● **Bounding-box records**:
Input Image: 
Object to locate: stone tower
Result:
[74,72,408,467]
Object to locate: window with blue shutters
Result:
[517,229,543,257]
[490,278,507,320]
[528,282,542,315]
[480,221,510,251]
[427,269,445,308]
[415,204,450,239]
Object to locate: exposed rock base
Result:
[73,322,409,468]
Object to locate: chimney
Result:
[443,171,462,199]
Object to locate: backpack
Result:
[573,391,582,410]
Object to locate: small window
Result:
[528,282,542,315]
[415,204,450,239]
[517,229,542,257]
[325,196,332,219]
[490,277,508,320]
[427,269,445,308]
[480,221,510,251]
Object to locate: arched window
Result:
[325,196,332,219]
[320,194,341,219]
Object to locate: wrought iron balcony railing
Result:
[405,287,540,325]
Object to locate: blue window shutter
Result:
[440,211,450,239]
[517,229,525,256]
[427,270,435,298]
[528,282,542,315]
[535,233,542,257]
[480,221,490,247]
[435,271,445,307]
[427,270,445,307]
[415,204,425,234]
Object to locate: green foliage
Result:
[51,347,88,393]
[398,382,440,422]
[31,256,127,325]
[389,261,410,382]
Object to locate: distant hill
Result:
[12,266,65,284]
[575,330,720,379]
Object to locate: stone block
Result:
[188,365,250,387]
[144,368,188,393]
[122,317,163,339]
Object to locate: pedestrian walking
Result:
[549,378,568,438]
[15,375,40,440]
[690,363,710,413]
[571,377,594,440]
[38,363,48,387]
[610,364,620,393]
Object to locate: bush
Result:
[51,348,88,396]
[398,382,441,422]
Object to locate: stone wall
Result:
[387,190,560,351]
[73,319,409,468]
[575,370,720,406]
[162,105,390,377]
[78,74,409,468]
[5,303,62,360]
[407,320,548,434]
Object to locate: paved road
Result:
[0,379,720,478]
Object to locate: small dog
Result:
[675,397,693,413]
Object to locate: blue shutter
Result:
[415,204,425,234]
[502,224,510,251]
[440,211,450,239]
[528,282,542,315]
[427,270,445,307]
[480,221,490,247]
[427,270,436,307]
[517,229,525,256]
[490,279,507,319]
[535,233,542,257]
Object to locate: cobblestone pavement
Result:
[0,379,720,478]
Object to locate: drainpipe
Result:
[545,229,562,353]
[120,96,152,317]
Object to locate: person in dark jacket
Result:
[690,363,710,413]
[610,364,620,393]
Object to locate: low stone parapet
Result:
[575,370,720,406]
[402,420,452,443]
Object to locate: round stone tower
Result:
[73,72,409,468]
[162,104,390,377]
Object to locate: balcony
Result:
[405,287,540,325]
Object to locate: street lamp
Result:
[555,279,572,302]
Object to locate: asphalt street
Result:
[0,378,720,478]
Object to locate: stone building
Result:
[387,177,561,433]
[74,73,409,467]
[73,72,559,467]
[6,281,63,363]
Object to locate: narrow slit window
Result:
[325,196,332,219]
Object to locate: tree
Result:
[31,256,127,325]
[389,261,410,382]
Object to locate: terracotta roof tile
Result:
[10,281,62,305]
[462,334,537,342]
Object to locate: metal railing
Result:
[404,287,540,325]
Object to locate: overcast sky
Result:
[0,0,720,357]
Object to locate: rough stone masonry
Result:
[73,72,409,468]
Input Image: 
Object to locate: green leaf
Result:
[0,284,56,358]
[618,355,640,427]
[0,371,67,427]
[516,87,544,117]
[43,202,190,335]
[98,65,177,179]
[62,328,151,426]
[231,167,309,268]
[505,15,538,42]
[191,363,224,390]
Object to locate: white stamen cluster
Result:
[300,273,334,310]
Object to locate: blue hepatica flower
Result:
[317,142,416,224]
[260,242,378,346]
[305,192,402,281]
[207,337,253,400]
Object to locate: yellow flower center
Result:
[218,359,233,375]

● **WHAT IS NEEDED**:
Pull out every line in the records above that contains the string "blue".

● **TASK OUTPUT**:
Object to locate: window with blue shutters
Object to locate: blue window shutter
Object to locate: blue shutter
Object to locate: blue hepatica flower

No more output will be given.